__SUPPLIED TEXT__:
※ ※ ※
Skip to content

pywatershed_config

pywatershed_config

Define the pywatershed run configuration schema and YAML loader.

Provide Pydantic models that validate the YAML configuration for the hydro-param pywatershed run command. This is a Phase 2 (model-specific) config that consumes pre-existing SIR output from the generic Phase 1 pipeline. It does NOT configure the Phase 1 pipeline itself.

The configuration covers nine sections: domain file paths, simulation time period, SIR output location, static dataset declarations, forcing time series, climate normals, manual parameter overrides, calibration seed generation, and output file layout.

Notes

Version 4.0 adds three data sections (static_datasets, forcing, climate_normals) that declare which pipeline datasets provide each pywatershed parameter. This creates a consumer-oriented, self-documenting contract between the Phase 1 pipeline and the Phase 2 derivation plugin.

See Also

hydro_param.sir_accessor.SIRAccessor : Lazy SIR variable loader. hydro_param.plugins.DerivationContext : Derivation step context. hydro_param.cli.pws_run_cmd : Two-phase workflow consumer.

ParameterEntry

Bases: BaseModel

Declare the SIR data source for a single pywatershed parameter.

Each entry maps a pywatershed parameter to the pipeline dataset, source variable(s), and zonal statistic that produced the SIR data.

Exactly one of variable (single) or variables (list) must be provided for entries backed by SIR data. Both may be None only for entries whose source is not a pipeline dataset (e.g., waterbody parameters derived from fabric overlay).

PARAMETER DESCRIPTION
source

Pipeline dataset registry name (e.g., "dem_3dep_10m"), or a reference like "domain.waterbody_path" for non-SIR entries.

TYPE: str

variable

Source variable name when a single variable is used.

TYPE: str or None

variables

Source variable names when multiple variables contribute (e.g., ["sand", "silt", "clay"] for soil_type).

TYPE: list[str] or None

statistic

Zonal statistic applied ("mean", "categorical").

TYPE: str or None

year

NLCD year(s) for multi-epoch land cover.

TYPE: int or list[int] or None

time_period

Temporal range [start, end] in ISO format for temporal datasets.

TYPE: list[str] or None

description

Human-readable description of what this parameter represents.

TYPE: str

RAISES DESCRIPTION
ValueError

If both variable and variables are set simultaneously.

TopographyDatasets

Bases: BaseModel

Topography parameters derived from DEM zonal statistics.

PARAMETER DESCRIPTION
available

Curated datasets available in the registry for this category.

TYPE: list[str]

hru_elev

Mean HRU elevation.

TYPE: ParameterEntry or None

hru_slope

Mean HRU land surface slope.

TYPE: ParameterEntry or None

hru_aspect

Mean HRU aspect.
※ ※ ※
__WRITTEN EXERCISE A__: Can you rewrite the pywatershed configuration page, everything from "RAISES DESCRIPTION" down to "DEM zonal statistics.", with "simultaneously" swapped for "at the same time"?
__WRITTEN EXERCISE B__: How would the pywatershed configuration page continue past its final line?
The records play no part in this work.
※ ※ ※
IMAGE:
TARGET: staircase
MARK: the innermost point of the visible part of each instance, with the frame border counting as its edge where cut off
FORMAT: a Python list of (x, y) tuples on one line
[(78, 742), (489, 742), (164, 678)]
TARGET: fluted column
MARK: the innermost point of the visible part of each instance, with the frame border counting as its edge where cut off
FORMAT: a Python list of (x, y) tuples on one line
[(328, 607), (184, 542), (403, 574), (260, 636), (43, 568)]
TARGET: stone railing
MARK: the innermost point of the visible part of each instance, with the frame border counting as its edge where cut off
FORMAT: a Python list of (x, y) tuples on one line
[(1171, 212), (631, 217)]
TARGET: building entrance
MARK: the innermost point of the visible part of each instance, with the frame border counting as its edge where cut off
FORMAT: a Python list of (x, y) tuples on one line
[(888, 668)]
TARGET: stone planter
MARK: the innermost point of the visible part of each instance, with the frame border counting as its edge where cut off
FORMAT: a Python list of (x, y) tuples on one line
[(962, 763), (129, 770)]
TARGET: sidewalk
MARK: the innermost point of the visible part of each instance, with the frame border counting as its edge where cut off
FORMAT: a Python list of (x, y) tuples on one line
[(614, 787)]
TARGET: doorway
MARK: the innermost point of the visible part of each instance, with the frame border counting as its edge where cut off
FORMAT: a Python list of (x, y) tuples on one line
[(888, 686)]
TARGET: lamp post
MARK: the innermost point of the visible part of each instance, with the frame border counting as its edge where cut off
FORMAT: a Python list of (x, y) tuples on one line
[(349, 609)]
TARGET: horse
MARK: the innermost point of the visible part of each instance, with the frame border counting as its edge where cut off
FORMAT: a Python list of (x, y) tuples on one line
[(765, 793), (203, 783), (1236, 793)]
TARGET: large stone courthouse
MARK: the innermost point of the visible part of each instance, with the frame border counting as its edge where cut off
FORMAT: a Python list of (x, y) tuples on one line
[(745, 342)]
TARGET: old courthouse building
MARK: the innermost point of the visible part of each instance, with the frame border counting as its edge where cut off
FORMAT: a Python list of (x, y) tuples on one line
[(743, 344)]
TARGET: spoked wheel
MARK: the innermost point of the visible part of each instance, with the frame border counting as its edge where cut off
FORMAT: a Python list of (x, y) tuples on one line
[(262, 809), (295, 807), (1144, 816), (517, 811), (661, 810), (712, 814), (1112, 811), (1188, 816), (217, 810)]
※ ※ ※
__EXERCISE OUTPUT A__:
RAISES DESCRIPTION
ValueError

If both variable and variables are set at the same time.

TopographyDatasets

Bases: BaseModel

Topography parameters derived from DEM zonal statistics.

__EXERCISE OUTPUT B__:
TYPE: ParameterEntry or None

SoilsDatasets

Bases: BaseModel

Soil parameters derived from soil property datasets.

PARAMETER DESCRIPTION
available

Curated datasets available in the registry for this category.

TYPE: list[str]

soil_type

Soil type classification (1=sand, 2=loam, 3=clay).

TYPE: ParameterEntry or None

sat_threshold

Gravity reservoir storage capacity (from porosity).

TYPE: ParameterEntry or None

soil_moist_max

Maximum available water-holding capacity.

TYPE: ParameterEntry or None

soil_rechr_max_frac

Recharge zone storage as fraction of soil_moist_max.

TYPE: ParameterEntry or None

LandcoverDatasets

Bases: BaseModel

Land cover parameters for vegetation type, density, and interception.

PARAMETER DESCRIPTION
available

Curated datasets available in the registry for this category.

TYPE: list[str]

cov_type

Vegetation cover type.

TYPE: ParameterEntry or None

hru_percent_imperv

Impervious surface fraction.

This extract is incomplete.